Task brief: Rewrite the material from the line containing "Please put a marker on the mountain" through the end, replacing "pretty-printed" with "indented" and leaving everything else unchanged.

(Data entries)
>>>

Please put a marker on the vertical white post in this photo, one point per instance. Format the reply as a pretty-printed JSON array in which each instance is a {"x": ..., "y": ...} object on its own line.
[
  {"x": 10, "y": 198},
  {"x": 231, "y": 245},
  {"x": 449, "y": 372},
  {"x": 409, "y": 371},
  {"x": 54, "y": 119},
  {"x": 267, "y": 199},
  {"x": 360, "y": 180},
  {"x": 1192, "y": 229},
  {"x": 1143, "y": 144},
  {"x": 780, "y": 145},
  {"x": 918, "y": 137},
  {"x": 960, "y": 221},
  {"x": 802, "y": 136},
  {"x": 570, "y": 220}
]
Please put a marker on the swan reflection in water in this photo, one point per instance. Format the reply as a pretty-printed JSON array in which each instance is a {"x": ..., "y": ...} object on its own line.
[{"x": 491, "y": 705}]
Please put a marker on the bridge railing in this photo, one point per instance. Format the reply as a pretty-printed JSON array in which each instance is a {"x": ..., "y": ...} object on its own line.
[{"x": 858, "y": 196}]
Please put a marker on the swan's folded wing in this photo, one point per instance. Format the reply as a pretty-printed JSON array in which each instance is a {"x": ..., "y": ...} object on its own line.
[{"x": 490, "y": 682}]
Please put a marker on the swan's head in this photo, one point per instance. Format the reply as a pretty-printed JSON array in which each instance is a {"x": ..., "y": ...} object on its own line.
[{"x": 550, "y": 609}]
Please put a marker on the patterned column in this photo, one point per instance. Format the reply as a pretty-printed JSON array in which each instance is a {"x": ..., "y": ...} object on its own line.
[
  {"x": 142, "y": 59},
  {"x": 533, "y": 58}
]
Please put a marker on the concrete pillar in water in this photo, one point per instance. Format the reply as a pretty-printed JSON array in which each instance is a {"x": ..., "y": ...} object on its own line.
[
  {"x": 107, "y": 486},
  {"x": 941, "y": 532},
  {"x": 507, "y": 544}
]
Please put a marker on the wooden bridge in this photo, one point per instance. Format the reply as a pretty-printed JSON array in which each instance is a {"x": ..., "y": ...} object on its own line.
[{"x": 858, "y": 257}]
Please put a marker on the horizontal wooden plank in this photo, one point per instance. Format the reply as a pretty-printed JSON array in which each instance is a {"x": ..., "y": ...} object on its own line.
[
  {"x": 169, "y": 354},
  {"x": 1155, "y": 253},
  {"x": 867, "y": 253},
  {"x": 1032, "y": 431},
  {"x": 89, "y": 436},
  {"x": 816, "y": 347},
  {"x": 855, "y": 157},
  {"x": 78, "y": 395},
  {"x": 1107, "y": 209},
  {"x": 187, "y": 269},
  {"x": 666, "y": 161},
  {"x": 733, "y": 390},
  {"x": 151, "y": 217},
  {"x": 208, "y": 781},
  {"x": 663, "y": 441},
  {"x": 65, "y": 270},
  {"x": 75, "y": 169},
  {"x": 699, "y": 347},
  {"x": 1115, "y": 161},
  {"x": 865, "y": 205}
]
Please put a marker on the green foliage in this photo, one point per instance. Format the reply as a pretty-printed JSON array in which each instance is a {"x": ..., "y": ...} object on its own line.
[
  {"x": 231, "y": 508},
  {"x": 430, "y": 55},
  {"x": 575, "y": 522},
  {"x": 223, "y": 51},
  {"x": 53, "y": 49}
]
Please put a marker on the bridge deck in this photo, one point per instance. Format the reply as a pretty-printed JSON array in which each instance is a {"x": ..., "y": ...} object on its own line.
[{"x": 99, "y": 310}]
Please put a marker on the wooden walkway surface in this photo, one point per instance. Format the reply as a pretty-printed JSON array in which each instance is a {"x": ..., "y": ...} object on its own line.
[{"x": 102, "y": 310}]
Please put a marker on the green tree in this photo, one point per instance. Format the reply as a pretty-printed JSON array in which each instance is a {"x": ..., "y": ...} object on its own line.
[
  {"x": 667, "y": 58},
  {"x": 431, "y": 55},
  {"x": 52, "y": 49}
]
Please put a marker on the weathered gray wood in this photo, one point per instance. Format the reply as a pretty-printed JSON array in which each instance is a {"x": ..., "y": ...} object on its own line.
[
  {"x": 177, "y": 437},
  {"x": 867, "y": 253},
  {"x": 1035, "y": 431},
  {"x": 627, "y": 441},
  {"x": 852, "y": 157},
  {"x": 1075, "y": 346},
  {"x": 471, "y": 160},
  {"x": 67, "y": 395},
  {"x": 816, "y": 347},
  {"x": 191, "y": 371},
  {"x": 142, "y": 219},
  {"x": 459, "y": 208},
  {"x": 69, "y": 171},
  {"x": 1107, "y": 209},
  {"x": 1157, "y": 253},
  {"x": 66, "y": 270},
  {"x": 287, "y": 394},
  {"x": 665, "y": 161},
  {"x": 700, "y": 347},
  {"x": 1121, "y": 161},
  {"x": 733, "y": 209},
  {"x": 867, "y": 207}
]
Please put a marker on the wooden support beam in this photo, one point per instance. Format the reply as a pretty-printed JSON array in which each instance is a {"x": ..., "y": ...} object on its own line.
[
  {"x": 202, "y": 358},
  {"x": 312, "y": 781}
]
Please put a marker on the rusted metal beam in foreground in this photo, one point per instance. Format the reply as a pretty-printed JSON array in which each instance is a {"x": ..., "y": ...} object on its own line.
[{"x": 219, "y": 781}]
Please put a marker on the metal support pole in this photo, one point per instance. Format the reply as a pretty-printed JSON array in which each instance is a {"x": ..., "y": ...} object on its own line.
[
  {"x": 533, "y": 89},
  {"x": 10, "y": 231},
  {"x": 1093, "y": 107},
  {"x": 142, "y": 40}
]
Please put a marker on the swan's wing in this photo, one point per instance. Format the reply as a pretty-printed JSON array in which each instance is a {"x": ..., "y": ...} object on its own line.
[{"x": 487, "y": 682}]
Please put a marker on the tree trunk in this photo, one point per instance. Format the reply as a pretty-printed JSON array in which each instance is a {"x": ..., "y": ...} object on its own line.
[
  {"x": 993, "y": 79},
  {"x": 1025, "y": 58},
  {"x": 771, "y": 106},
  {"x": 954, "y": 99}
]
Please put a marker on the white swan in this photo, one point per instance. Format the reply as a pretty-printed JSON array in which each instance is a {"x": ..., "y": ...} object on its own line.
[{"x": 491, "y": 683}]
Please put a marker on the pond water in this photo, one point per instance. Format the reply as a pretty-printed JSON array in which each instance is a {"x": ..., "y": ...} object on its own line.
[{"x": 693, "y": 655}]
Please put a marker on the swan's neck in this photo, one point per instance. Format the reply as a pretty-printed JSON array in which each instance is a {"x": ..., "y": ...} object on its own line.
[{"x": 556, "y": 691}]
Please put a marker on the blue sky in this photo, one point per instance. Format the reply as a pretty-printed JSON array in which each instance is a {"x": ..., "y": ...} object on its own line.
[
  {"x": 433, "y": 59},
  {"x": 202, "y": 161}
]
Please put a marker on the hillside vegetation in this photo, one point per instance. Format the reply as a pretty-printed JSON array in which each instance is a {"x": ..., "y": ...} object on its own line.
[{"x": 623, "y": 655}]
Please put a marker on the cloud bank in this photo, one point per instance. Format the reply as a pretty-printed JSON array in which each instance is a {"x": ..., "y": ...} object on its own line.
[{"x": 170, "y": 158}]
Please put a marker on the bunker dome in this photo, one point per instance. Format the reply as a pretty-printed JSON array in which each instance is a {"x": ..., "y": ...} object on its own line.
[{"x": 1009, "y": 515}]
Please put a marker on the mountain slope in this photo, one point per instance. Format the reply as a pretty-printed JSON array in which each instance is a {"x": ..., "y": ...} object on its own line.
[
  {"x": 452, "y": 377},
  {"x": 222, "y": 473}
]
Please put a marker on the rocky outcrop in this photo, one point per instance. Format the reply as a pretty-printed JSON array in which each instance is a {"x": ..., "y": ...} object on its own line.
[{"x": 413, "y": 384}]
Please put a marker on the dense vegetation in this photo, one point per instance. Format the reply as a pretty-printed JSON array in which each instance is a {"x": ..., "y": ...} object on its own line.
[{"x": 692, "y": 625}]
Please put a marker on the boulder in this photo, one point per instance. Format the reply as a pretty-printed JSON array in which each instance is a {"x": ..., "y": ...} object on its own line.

<<<

Expected output:
Please put a marker on the mountain slope in this photo, one point per instance. Format the reply as a indented JSON array in which each instance is a {"x": ..., "y": ...} object on its own line.
[
  {"x": 452, "y": 377},
  {"x": 222, "y": 473}
]
Please put a marker on the rocky outcrop in this photo, one point per instance. Format the reply as a indented JSON array in which each instance is a {"x": ..., "y": ...} object on its own line.
[{"x": 413, "y": 384}]
Please put a marker on the dense vegetation in this photo, one point per instance. Format the reply as a indented JSON array in which each instance is a {"x": ..., "y": ...} object on its own line.
[{"x": 692, "y": 625}]
Please put a marker on the boulder in this photo, one point per instance. Format the reply as a indented JSON array in which each instance is a {"x": ..., "y": ...} object on its own line.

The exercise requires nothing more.